* _Problem to solve_:
Reproduce the data below line for line without alteration, leaving out the pictures.

==========

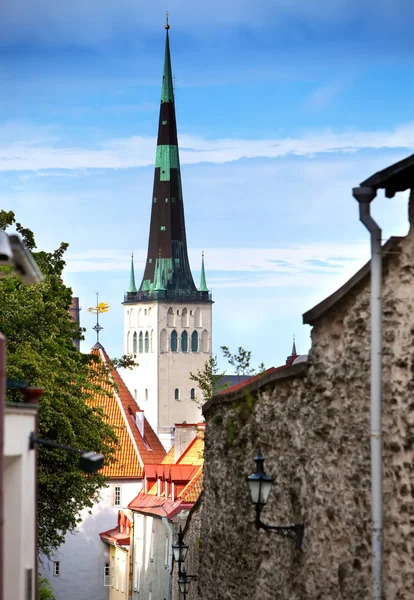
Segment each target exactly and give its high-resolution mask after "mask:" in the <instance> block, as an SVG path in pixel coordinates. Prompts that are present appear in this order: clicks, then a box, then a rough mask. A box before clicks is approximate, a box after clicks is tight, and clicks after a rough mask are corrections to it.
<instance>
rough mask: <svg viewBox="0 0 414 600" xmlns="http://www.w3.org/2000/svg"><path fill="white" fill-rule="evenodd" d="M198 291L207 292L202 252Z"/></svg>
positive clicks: (206, 283)
mask: <svg viewBox="0 0 414 600" xmlns="http://www.w3.org/2000/svg"><path fill="white" fill-rule="evenodd" d="M198 291H199V292H208V287H207V282H206V271H205V269H204V252H203V253H202V255H201V277H200V287H199V288H198Z"/></svg>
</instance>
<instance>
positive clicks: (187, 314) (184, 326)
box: [181, 308, 188, 327]
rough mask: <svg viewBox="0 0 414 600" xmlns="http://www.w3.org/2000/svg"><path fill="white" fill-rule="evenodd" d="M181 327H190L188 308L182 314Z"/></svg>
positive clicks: (181, 317)
mask: <svg viewBox="0 0 414 600" xmlns="http://www.w3.org/2000/svg"><path fill="white" fill-rule="evenodd" d="M181 327H188V312H187V309H186V308H184V309H183V310H182V312H181Z"/></svg>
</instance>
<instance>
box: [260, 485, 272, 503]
mask: <svg viewBox="0 0 414 600" xmlns="http://www.w3.org/2000/svg"><path fill="white" fill-rule="evenodd" d="M272 483H273V481H272V480H271V479H270V480H266V479H265V480H264V481H262V485H261V487H260V504H266V503H267V500H268V498H269V494H270V490H271V489H272Z"/></svg>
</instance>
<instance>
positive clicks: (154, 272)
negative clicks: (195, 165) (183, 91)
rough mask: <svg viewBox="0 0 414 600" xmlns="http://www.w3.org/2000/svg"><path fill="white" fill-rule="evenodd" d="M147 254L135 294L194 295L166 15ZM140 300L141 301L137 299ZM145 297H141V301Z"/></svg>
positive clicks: (178, 297) (148, 294) (169, 26)
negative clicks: (156, 142)
mask: <svg viewBox="0 0 414 600" xmlns="http://www.w3.org/2000/svg"><path fill="white" fill-rule="evenodd" d="M165 29H166V40H165V54H164V71H163V77H162V89H161V106H160V118H159V124H158V140H157V152H156V159H155V175H154V188H153V195H152V211H151V224H150V235H149V242H148V255H147V261H146V264H145V270H144V276H143V279H142V283H141V285H140V288H139V291H138V293H139V294H140V296H141V294H142V293H145V294H146V295H147V296H151V294H152V293H153V292H154V291H155V287H156V286H157V287H158V288H159V289H161V288H162V289H164V290H165V292H166V296H167V298H170V299H171V300H173V299H174V298H179V297H180V298H181V297H188V296H192V295H194V294H196V295H197V293H198V292H197V288H196V286H195V284H194V281H193V277H192V274H191V269H190V263H189V260H188V253H187V239H186V232H185V220H184V204H183V195H182V188H181V173H180V159H179V154H178V140H177V124H176V118H175V106H174V89H173V78H172V68H171V55H170V41H169V29H170V26H169V24H168V15H167V23H166V25H165ZM156 279H157V282H155V280H156ZM140 299H141V298H140ZM144 299H145V298H144V297H142V300H144Z"/></svg>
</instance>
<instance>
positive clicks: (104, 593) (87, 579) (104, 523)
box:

==========

* _Response_:
Segment each target exactly and give its high-resolution mask after "mask:" in the <instance> block, as an SVG path in pixel coordinates. Prompts that are present appear in this order: clicks, then a box, then a rough mask. A box before clicks is approximate, a box after clicks is tight, and clicks after a rough mask are corrections to it.
<instance>
rough mask: <svg viewBox="0 0 414 600" xmlns="http://www.w3.org/2000/svg"><path fill="white" fill-rule="evenodd" d="M198 291L207 292L202 252Z"/></svg>
positive clicks: (206, 283)
mask: <svg viewBox="0 0 414 600" xmlns="http://www.w3.org/2000/svg"><path fill="white" fill-rule="evenodd" d="M198 291H199V292H208V287H207V282H206V271H205V269H204V252H203V253H202V255H201V277H200V287H199V288H198Z"/></svg>
</instance>
<instance>
positive clicks: (187, 314) (184, 326)
box: [181, 308, 188, 327]
rough mask: <svg viewBox="0 0 414 600" xmlns="http://www.w3.org/2000/svg"><path fill="white" fill-rule="evenodd" d="M181 327H190L188 308L182 314Z"/></svg>
positive clicks: (181, 317)
mask: <svg viewBox="0 0 414 600" xmlns="http://www.w3.org/2000/svg"><path fill="white" fill-rule="evenodd" d="M181 327H188V312H187V309H186V308H184V309H183V310H182V312H181Z"/></svg>
</instance>
<instance>
box: [260, 485, 272, 503]
mask: <svg viewBox="0 0 414 600" xmlns="http://www.w3.org/2000/svg"><path fill="white" fill-rule="evenodd" d="M272 483H273V481H272V480H271V479H270V480H266V479H265V480H264V481H262V485H261V487H260V504H266V503H267V500H268V498H269V494H270V490H271V489H272Z"/></svg>
</instance>
<instance>
positive clicks: (154, 272)
negative clicks: (195, 165) (183, 91)
rough mask: <svg viewBox="0 0 414 600" xmlns="http://www.w3.org/2000/svg"><path fill="white" fill-rule="evenodd" d="M147 254L135 294L194 295L166 15ZM140 300L141 301L137 299ZM145 297H141V301Z"/></svg>
positive clicks: (178, 297) (148, 294) (169, 26)
negative clicks: (156, 142)
mask: <svg viewBox="0 0 414 600" xmlns="http://www.w3.org/2000/svg"><path fill="white" fill-rule="evenodd" d="M165 29H166V40H165V54H164V71H163V77H162V89H161V106H160V118H159V124H158V140H157V152H156V159H155V175H154V188H153V195H152V211H151V224H150V235H149V242H148V255H147V261H146V264H145V270H144V276H143V279H142V283H141V285H140V288H139V291H138V293H139V294H140V296H141V294H142V293H145V294H146V295H147V296H151V294H152V293H153V292H154V291H155V287H156V286H157V287H158V288H159V289H161V288H162V289H164V290H165V292H166V296H167V298H170V299H171V300H173V299H174V298H179V297H180V298H181V297H188V296H192V295H194V294H196V295H197V293H198V292H197V288H196V286H195V284H194V281H193V277H192V274H191V269H190V263H189V260H188V253H187V239H186V232H185V220H184V204H183V195H182V188H181V173H180V159H179V154H178V140H177V124H176V118H175V106H174V89H173V78H172V68H171V55H170V41H169V29H170V26H169V24H168V15H167V23H166V25H165ZM156 279H157V282H155V280H156ZM140 299H141V298H140ZM144 299H145V298H144V297H142V300H144Z"/></svg>
</instance>
<instance>
positive clicks: (104, 593) (87, 579) (104, 523)
box:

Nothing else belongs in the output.